## Given problem
Edit the rows from the line containing "For the dataset, pick out the graffiti" through the end of the rows, changing "graffiti wall" to "brick wall" and leaving everything else as it is. Give back only those lines.

## Material for this exercise
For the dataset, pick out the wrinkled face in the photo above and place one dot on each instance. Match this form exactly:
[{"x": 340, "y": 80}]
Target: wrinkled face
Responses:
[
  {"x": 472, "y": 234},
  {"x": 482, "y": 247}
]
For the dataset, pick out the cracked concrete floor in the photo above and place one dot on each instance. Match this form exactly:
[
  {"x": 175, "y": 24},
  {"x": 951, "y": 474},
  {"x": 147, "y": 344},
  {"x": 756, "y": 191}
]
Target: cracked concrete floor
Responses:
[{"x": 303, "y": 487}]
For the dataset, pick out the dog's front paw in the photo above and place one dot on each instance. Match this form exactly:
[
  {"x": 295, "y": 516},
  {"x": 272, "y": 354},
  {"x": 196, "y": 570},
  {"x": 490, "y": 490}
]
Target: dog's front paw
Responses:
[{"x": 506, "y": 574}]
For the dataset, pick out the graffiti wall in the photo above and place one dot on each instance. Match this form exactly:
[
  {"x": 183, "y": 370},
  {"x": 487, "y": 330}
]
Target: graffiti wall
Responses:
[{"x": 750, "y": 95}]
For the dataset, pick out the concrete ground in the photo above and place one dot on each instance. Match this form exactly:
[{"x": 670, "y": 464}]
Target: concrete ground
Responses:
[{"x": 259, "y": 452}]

## Completed task
For the dataset, pick out the brick wall in the photo above and place one dot on each instance. Match this form exactly:
[
  {"x": 183, "y": 370},
  {"x": 487, "y": 330}
]
Target: brick wall
Responses:
[{"x": 750, "y": 95}]
For the dataset, pick out the concrete ground in the photo above and place one dot on each instance. Match this form exactly:
[{"x": 670, "y": 464}]
Target: concrete ground
Responses:
[{"x": 259, "y": 452}]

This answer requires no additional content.